→ Passage shown
+ + + +

We did nothing wrong‚ Bathabile Dlamini's spokesperson says about paying for TV interview

LUMKA OLIPHANT
LUMKA OLIPHANT
Lumka Oliphant‚ the spokesperson for Social Development Minister Bathabile Dlamini has penned an open letter to Wits Professor Anton Harber and media outlets following criticism that Dlamini’s office forked out R149‚000 for her to be interviewed on an SABC television programme.

Dlamini was interviewed on Real Talk with Anele‚ a daily magazine show and the two-part interview was broadcast in December.

Harber penned an opinion piece‚ saying Dlamini had destroyed SABC’s journalistic credibility by paying for the interview.

The SABC has admitted that it had not complied with its editorial policy when it took payment from the social development department because the public broadcaster did not charge for interviews.

In a lengthy letter‚ posted on her Facebook page‚ Oliphant stressed that her department had done nothing wrong in paying for the interview.

Read the full letter:

Dear Prof Anton Harber and the rest of my colleagues in the media

Firstly‚ I feel the need to reintroduce myself to all of you. I am doing this because one of these days you will say you do not know me. You have never seen me.

My name is Lumka Oliphant and I hold a qualification in journalism. I have worked in various South African newspapers under the best of the best in this country. Mathatha Tsedu‚ Paula Fray‚ Ferial Haffajee‚ Brendan Seery‚ Zingisa Mkhuma to name just a few.

Secondly‚ I am a development communication student under Felicity Levine and Boikaego Seadira at the University of Witwatersrand.

I am still trying to recover from your opinion piece published in the Daily Maverick that “Bathabile Dlamini has destroyed the credibility of the SABC” and I think maybe even Wits owes the department a refund. I think you owe them a refund because they are investing in my education at a Wits that teaches me about development communication. A Wits that tells me to be creative and not rely on the media to tell my stories. Last week‚ you all disowned me. Journalism disowned me and that hurts in ways that you could never imagine.

You disowned me with the exception of Ray Hartley who came out and asked what the fuss was about because what I had done was done in the industry for as long as he could remember!

You disowned me because I work for a principal you have preconceived ideas about and I did what most of you had taught me in the newsroom‚ but I will not dwell in that. I want you to give me a way forward because we are about to have a very rough year!

Professor Harber‚ It is the beginning of the year and every year around this time‚ I get phone calls and meeting requests from members of the media.

This is not the work of journalists but their advertising departments and sometimes editors. They want to be considered in my spending plan and they all compete for the budget. They bring colourful proposals and negotiate for better pricing.

It is very competitive.

Morally‚ I always feel that the SABC needs to get a better slice of the cake and I stand firm on that decision.

They have the platforms‚ the reach and the languages. None of you commercial media can compete with them.

I also am obligated to support community media especially when we are in their communities.

+ + + +

→ Supplied data
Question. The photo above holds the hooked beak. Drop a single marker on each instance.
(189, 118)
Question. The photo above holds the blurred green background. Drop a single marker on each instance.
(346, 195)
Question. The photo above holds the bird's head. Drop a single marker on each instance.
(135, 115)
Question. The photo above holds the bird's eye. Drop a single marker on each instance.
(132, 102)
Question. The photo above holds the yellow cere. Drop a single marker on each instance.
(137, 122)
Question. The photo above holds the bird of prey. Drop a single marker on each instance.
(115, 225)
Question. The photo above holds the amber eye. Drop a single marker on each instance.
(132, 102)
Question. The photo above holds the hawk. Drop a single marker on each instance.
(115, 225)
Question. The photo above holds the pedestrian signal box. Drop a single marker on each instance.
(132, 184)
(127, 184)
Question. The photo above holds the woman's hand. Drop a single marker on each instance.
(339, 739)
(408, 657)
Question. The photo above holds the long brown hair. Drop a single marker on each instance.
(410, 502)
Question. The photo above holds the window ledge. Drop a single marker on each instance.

+ + + +

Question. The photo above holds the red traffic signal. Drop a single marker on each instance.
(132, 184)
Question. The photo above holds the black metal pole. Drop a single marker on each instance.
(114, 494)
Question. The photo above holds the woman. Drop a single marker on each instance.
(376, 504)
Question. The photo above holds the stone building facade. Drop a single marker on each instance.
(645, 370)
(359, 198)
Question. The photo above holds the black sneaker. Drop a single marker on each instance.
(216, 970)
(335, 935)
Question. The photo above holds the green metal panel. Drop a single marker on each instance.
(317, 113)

+ + + +

→ Your task
Continue the article about Bathabile Dlamini's paid SABC interview from the point where it stops. The rows come from a separate source.

→ The answer
I have learnt that people love their community radio stations and there is a sense of believability when information comes from their community radio stations. We are at a time when newsrooms are bleeding.

They do not have the personnel nor the revenue.

Social media has changed the way we consume information and one has to choose between buying a lotto ticket or data‚ a newspaper or just log on to their online news house.

It is tough.

It is tough for government communicators‚ it is tough for the media.

Those who communicate for government need to constantly find new strategies to make sure that their message is out.

This includes directly talking to communities through imbizo‚ buying space and using social media.

At DSD we are big on communicating directly with our communities. Most of the communication budget goes to being in communities and finding solutions and changing policy with our communities. Most importantly we speak in their languages.

We leave money in communities. We spend weeks in dialogue with different audience. Usually this culminates in a bigger event where the community and its leaders report to the Minister.

I am telling you this because I want us to interrogate the statement by the SABC and the position of most of you that what I did was wrong or not done. Again‚ thank you Ray Hartley for having the guts to say ‘is it because it’s this Minister?” Several others also thought the fuss made by the media was uncalled for and excessive. I had done nothing wrong.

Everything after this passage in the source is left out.